### Source passage

15 April 2013 – Amman, Jordan: For the second consecutive year, the Generations For Peace Institute (GFPI) has selected two scholars from the University of Oxford for its Summer Field Research programme. These scholarships are part of an ongoing collaboration between GFPI and the University of Oxford established in 2011, which includes provision of scholarships and research grants to support study and multi-disciplinary research aimed at making a broader contribution to the peace-building community. The 2013 Summer Field Research grantees are Sevgi Sairoglu and Vishnupriya Das, both MPhil candidates at the University of Oxford.
Sevgi, originally from Turkey, is reading Economics for Development at the University of Oxford’s Exeter College. Together with two other winners of 2012 United Nations Academic Impact/Brookings Institution speech competition, Sevgi got to meet the UN Secretary-General Ban Ki Moon and UN Messengers of Peace at the 2012 International Day of Peace celebrations in the UN Headquarters in New York. She has been involved in various interdisciplinary research papers, including an analysis of the impact of women’s earnings on income inequality in Turkey. With her GFPI 2013 grant Sevgi is keen to use her language skills to research the impact of Generations For Peace programmes in supporting post-conflict reconciliation in several African countries, with a particular focus on the role of women and impact on women.

######
### Material provided

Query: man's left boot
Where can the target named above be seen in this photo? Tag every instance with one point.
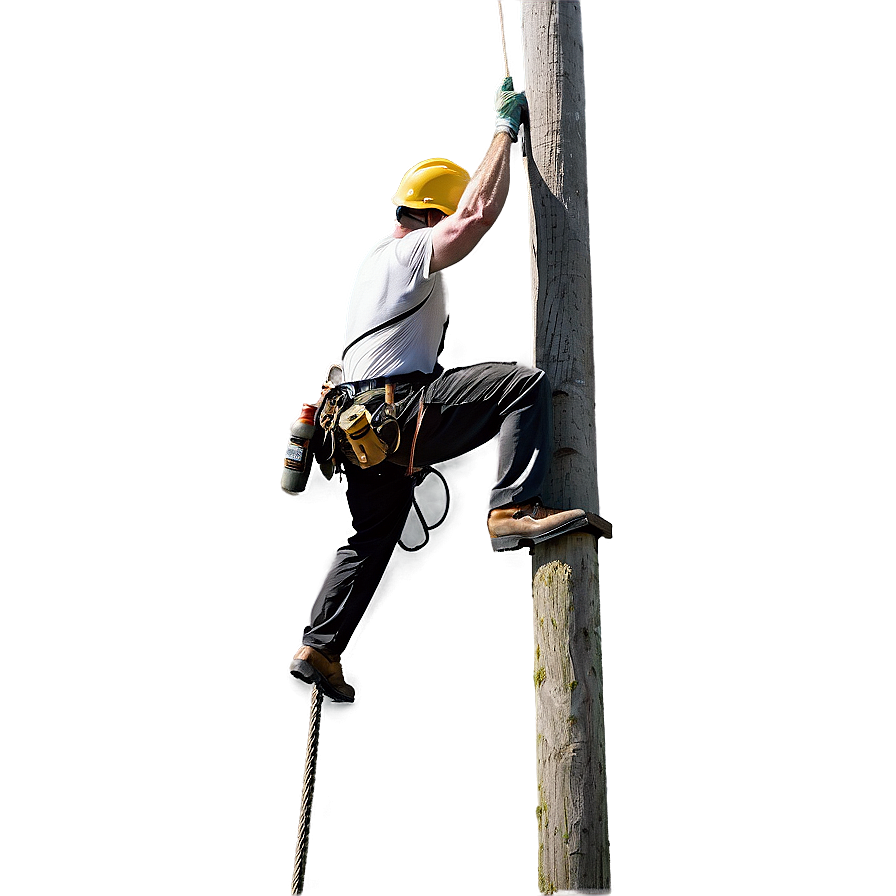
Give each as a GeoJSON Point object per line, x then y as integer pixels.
{"type": "Point", "coordinates": [525, 525]}
{"type": "Point", "coordinates": [315, 666]}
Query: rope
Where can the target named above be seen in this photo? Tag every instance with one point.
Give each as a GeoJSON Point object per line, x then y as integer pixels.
{"type": "Point", "coordinates": [503, 41]}
{"type": "Point", "coordinates": [307, 791]}
{"type": "Point", "coordinates": [427, 528]}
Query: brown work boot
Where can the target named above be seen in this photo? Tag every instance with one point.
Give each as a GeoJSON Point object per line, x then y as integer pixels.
{"type": "Point", "coordinates": [525, 525]}
{"type": "Point", "coordinates": [316, 667]}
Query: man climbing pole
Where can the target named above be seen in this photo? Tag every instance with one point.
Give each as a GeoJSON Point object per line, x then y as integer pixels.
{"type": "Point", "coordinates": [395, 323]}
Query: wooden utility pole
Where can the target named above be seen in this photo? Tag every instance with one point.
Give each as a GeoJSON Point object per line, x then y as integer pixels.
{"type": "Point", "coordinates": [574, 852]}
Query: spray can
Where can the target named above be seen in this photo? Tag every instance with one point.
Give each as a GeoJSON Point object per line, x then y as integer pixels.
{"type": "Point", "coordinates": [298, 458]}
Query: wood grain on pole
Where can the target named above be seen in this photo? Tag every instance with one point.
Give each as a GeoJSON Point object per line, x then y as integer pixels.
{"type": "Point", "coordinates": [571, 758]}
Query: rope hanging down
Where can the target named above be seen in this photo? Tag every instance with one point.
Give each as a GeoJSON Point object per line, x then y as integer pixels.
{"type": "Point", "coordinates": [307, 791]}
{"type": "Point", "coordinates": [503, 40]}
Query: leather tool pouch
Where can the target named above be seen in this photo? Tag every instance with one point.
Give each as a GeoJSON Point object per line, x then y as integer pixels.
{"type": "Point", "coordinates": [361, 427]}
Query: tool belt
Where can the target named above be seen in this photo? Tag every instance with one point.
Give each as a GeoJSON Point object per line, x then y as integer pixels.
{"type": "Point", "coordinates": [358, 422]}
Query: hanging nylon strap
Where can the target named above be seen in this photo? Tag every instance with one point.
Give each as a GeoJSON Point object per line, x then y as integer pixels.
{"type": "Point", "coordinates": [419, 476]}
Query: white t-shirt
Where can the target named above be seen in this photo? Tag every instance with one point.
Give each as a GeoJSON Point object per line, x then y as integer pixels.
{"type": "Point", "coordinates": [392, 278]}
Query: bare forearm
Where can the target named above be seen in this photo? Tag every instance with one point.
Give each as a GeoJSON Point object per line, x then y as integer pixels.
{"type": "Point", "coordinates": [457, 235]}
{"type": "Point", "coordinates": [487, 191]}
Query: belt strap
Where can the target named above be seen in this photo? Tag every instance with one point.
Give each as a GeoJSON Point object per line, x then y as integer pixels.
{"type": "Point", "coordinates": [410, 470]}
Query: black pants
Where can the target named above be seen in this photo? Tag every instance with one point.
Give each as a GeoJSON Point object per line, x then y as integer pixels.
{"type": "Point", "coordinates": [465, 408]}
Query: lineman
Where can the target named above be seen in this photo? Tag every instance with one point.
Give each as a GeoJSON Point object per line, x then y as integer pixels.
{"type": "Point", "coordinates": [395, 324]}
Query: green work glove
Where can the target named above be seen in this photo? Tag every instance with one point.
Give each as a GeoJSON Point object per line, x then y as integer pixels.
{"type": "Point", "coordinates": [511, 109]}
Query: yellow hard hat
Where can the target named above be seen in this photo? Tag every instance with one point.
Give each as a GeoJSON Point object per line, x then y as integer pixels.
{"type": "Point", "coordinates": [433, 183]}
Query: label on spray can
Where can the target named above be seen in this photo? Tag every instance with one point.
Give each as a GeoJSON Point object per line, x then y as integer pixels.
{"type": "Point", "coordinates": [295, 454]}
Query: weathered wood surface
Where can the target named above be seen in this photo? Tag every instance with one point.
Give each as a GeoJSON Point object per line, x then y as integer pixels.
{"type": "Point", "coordinates": [571, 760]}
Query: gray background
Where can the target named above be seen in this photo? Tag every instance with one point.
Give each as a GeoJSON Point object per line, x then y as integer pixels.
{"type": "Point", "coordinates": [186, 187]}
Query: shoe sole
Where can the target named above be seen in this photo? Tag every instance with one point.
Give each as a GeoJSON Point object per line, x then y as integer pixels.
{"type": "Point", "coordinates": [502, 543]}
{"type": "Point", "coordinates": [303, 670]}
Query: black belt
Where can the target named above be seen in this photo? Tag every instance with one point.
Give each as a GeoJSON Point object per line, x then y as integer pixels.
{"type": "Point", "coordinates": [417, 378]}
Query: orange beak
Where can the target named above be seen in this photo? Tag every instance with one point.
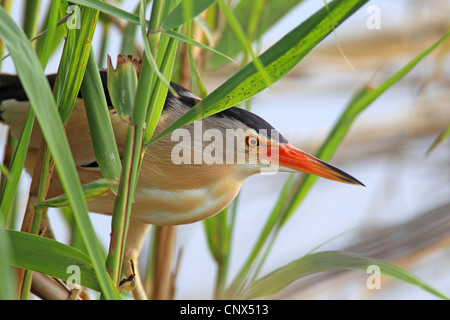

######

Exercise prompt: Reproduce the passage of the scholarship announcement from "15 April 2013" to "University of Oxford.", word for word.

Solution below:
15 April 2013 – Amman, Jordan: For the second consecutive year, the Generations For Peace Institute (GFPI) has selected two scholars from the University of Oxford for its Summer Field Research programme. These scholarships are part of an ongoing collaboration between GFPI and the University of Oxford established in 2011, which includes provision of scholarships and research grants to support study and multi-disciplinary research aimed at making a broader contribution to the peace-building community. The 2013 Summer Field Research grantees are Sevgi Sairoglu and Vishnupriya Das, both MPhil candidates at the University of Oxford.